15 Mayıs sabahı muhalefeti destekleyen herkes gibi, “üstümden kamyon geçmiş gibi” bir halde uyanıp sosyal medyaya girdiğimde muazzam bir yılgınlık ve çöküş haliyle karşılaştım. Aynı şekilde arkadaş WhatsApp gruplarımda öfke, üzüntü ve en fenası bir yılgınlık hali mevcuttu. Neredeyse 24 saat sandık başlarında görev yapan arkadaşlarım arasında gayet anlayabildiğim bir şekilde ülkeden gitme niyetlerini dillendirenler oldu. İsteseler birikimleriyle, kariyerleriyle elli defa bunu yapabilirlerdi, ama seçimlerde görev almayı tercih etmişlerdi. Seçimin ertesi günü ikinci turda görev almayacaklarını belirttiler başta.
Ben bu yazıyı düzelterek yazıyorum. İlk haline hâkim olan düşünce, kaybedebiliriz ama yine de var olduğumuzu, irademizi, haysiyetimizi ortaya koyacağız şeklindeydi. Duygulu, dokunaklı ama bir bakıma peşinen yenilgiyi kabullenmiş bir ruh hali hâkimdi.

◇ ◇ ◇

# [Yapılacak iş]
Seçimin ertesi gününü anlatan yazıyı son cümlesinden sonra sürdürün.

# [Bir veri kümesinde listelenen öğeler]
◇ ◇ ◇

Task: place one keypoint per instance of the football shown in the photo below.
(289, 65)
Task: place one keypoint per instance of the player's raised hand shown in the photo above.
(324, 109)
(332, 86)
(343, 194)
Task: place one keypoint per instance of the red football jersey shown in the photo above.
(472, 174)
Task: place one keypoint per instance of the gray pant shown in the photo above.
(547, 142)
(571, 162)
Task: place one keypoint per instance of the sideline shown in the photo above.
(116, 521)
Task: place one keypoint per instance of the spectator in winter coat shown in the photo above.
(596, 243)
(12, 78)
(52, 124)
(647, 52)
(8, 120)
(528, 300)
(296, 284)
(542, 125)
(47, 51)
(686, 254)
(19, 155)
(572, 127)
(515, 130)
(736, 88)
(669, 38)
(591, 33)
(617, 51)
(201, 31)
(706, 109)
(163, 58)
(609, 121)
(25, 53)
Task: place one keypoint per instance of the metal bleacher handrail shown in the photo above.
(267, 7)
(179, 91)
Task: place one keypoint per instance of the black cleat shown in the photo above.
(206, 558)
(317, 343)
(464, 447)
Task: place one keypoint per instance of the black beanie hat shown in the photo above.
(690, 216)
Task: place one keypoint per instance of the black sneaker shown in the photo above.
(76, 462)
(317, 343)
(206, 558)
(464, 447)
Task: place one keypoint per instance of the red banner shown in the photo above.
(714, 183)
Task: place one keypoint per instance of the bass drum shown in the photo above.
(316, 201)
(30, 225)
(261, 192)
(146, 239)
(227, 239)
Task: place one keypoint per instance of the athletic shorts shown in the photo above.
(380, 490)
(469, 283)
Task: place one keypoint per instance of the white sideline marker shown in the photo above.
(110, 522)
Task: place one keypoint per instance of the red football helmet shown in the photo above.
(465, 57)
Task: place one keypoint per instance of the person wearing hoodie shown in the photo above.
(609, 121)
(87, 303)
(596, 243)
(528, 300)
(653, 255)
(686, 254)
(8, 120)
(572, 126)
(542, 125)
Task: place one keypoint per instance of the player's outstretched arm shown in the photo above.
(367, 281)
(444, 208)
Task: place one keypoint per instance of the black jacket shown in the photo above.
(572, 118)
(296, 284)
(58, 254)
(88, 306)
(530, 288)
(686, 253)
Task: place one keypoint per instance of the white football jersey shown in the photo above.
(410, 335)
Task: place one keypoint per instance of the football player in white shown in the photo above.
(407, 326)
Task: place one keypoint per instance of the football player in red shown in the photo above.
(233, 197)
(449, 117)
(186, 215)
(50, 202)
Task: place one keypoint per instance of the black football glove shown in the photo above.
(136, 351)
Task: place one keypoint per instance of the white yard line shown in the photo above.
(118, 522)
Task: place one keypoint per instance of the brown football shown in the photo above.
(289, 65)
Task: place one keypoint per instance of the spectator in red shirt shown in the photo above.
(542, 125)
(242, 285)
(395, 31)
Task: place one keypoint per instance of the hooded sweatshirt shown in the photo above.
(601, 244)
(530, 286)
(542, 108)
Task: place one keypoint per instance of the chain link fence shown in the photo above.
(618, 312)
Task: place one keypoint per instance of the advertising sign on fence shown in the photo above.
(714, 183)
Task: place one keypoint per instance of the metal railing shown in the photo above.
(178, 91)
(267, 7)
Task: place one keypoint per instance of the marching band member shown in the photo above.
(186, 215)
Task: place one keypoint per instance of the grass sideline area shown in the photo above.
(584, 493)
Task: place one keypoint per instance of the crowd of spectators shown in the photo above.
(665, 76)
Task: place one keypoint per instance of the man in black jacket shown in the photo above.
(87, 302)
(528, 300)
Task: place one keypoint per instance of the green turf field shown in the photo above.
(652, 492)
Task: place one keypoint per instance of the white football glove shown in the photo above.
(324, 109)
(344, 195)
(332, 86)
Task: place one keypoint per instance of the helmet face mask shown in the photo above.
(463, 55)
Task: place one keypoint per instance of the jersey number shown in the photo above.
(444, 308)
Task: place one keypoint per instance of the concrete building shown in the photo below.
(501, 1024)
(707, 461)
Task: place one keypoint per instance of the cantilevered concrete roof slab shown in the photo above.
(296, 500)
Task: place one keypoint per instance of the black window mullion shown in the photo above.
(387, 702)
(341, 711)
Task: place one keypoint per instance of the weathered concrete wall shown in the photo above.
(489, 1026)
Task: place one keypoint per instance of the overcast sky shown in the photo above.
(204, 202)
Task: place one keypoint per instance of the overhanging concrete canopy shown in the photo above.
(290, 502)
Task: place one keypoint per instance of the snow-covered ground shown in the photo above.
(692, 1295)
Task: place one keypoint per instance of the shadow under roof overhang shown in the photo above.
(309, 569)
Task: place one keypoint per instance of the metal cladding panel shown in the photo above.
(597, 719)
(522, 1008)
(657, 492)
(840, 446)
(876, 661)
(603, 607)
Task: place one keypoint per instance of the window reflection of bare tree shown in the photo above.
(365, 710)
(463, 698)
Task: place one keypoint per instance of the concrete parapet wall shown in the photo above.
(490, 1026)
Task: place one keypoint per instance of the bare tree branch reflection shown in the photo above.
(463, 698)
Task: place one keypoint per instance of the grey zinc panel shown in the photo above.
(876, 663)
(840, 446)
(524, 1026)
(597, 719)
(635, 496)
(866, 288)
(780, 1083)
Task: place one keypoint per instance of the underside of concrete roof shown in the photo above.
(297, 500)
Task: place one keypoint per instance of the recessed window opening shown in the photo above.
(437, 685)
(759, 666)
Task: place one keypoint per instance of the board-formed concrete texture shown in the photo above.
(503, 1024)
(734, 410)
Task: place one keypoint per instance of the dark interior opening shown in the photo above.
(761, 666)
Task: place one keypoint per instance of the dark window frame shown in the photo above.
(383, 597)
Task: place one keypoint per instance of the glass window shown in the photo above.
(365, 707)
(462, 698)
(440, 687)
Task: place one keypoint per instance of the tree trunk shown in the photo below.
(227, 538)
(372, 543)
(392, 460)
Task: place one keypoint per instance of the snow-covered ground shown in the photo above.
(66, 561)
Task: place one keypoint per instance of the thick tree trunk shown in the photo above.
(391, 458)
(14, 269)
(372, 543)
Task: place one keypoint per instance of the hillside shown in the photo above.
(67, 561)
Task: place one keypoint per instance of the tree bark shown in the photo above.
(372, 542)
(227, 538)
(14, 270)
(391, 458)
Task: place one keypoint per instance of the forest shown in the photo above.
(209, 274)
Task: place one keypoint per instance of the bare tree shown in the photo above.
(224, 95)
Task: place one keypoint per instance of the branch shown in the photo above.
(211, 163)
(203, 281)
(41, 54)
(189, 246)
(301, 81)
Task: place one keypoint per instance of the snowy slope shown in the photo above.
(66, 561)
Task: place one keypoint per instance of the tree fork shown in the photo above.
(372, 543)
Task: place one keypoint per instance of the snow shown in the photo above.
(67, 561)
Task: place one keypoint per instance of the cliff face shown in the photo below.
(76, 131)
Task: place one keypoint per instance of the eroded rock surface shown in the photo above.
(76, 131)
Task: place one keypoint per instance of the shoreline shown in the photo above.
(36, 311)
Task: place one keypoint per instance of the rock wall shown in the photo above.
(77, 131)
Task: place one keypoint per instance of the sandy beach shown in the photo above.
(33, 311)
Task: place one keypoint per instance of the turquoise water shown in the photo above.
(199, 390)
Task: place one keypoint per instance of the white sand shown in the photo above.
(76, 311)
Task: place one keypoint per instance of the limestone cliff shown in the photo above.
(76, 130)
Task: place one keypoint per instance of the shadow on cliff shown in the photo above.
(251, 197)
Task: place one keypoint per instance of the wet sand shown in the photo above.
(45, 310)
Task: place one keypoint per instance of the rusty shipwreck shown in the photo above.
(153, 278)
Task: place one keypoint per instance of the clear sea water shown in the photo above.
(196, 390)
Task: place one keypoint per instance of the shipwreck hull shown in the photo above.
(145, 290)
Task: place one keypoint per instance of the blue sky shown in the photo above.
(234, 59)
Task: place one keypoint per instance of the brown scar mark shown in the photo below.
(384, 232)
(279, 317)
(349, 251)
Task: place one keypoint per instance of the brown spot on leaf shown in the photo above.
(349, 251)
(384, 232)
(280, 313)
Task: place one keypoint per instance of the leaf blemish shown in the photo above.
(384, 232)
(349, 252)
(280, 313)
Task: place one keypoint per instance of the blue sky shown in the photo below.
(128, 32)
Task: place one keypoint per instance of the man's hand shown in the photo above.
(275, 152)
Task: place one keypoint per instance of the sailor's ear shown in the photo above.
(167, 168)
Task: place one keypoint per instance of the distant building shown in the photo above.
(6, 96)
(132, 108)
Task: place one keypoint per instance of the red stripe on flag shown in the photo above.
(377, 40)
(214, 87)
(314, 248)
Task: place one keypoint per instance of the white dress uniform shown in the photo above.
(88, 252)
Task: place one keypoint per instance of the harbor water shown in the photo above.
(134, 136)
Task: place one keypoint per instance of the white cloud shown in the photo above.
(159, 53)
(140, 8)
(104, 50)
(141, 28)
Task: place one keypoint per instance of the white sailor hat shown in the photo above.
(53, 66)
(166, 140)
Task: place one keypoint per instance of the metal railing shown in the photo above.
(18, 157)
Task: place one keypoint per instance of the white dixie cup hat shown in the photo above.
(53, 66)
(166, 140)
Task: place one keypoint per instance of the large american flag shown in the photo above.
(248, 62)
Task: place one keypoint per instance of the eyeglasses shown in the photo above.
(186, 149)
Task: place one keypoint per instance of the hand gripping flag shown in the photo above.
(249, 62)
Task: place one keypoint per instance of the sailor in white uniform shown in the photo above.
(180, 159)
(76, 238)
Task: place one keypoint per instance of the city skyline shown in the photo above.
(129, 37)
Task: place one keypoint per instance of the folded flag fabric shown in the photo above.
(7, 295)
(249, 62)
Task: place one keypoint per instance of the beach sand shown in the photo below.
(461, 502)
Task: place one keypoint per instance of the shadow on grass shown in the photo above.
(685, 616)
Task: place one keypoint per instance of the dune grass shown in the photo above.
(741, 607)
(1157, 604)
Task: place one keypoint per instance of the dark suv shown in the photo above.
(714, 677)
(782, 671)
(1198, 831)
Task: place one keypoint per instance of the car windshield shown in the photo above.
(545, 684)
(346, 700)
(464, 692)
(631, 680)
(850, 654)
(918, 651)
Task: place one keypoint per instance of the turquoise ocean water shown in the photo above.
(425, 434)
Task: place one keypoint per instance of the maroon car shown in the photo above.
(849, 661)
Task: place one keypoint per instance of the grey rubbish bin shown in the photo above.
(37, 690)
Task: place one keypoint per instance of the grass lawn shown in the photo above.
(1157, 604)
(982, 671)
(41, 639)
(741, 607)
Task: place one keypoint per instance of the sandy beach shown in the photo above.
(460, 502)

◇ ◇ ◇

# [Sorunun yanıtı]
Fakat muhalif kesimlerin üzerindeki bu ölü toprağı kalkmaya, kara bulutlar ağır ağır dağılmaya başlıyor. Bu kez müşahitlik yapmayacağını söyleyen arkadaşım kararından döndü. İlk turda müşahitlik yapmayan, ikinci turda oy kullanmayacağını söyleyen bir başka arkadaşım bugün müşahitlik başvurusu yapacak. Ben yazımı yeniden yazıyorum, irade ve haysiyet vurgusunu sürdüreceğim, ama rotayı yenilgiyi kabullenmekten kazanmaya çevirerek. Bunlar benim kendi hayatımda ve yakın çevremde şahit olduklarım. Eminim hepimiz benzer durumlara çevremizde rastladık, rastlıyoruz. Bu karamsar ruh halinden çıkmak çok önemli. Erdoğan seçim gecesi kazanmadığı halde balkon konuşmasını bizi o karamsar ruh haline sokmak, irademizi teslim almak için yaptı pek tabii ki. Teslim olmadığımızı göstermek için yeniden ayağa kalkıyoruz.
Bu işin güzel tarafı, bundan mutlu olmalıyız. Fakat baştaki yılgınlığın yerini yeniden aşırı duygusallığa, yer yer hayalperestliğe bırakması olası ki bunun emareleri de görülmeye başladı. Yılgınlık kadar bu ruh halinin de netice alamayacağını unutmamak gerek. Aşırı duygusallığa kapılmak yerine, bir saniye bile vakit geçmeden harekete geçmek gerek. Peki ne yapmalı?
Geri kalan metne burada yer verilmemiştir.